DOCUMENT EXCERPT:
——

38 The relevant section of the Liquor Act 1912 at that time was in the following terms: -

          “Upon notice being given to any objectors to the conditional application and upon such terms as the Court may deem fit, the Court may hear and determine an application to amend the plans so issued or to approve an alternative site within the immediate vicinity of the site approved on the conditional application.”

39 One of the principal arguments presented before the Banco Court in Cuneo’s case was, as Roper CJ in Eq described it: -

          “Passing from that, the real objection under this head was that the new plans, submitted as they were, presented a building or buildings so totally different from those presented by the earlier plans that any identity between the two was completely lost and any similarity between them was completely lost and that where that was the fact the new plans could not be considered as amending plans at all but simply as plans fit to be presented with a completely new application. The argument depends largely or wholly upon what is meant by the word “amend” in the portion of the section which I have quoted.”

40 The interests supporting the decision of the Licensing Court to allow the amendment in that case argued that an amendment, and no more, is effected within the meaning of the expression if the new plan and the old plan both present the same essential subject matter, even though it is presented in the two of them in a completely different way. This was so even if there were a complete dissimilarity to the eye and complete difference of layout. So long as the subject matter of the two plans remained the same; it was argued, then the application might properly be considered as an application to amend the plans.

41 It will be seen that the arguments in the present matter, in a number of respects, are very similar to those which were considered by the Court in Cuneo’s case.

——

YOUR TASK:
In the court judgment excerpt, who described one of the principal arguments presented before the Banco Court in Cuneo's case? The data that follows is separate from the court judgment excerpt.

SOURCE EXCERPT:
——

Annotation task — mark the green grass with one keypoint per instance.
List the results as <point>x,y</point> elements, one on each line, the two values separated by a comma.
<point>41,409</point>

——

RESULT BELOW:
Roper CJ in Eq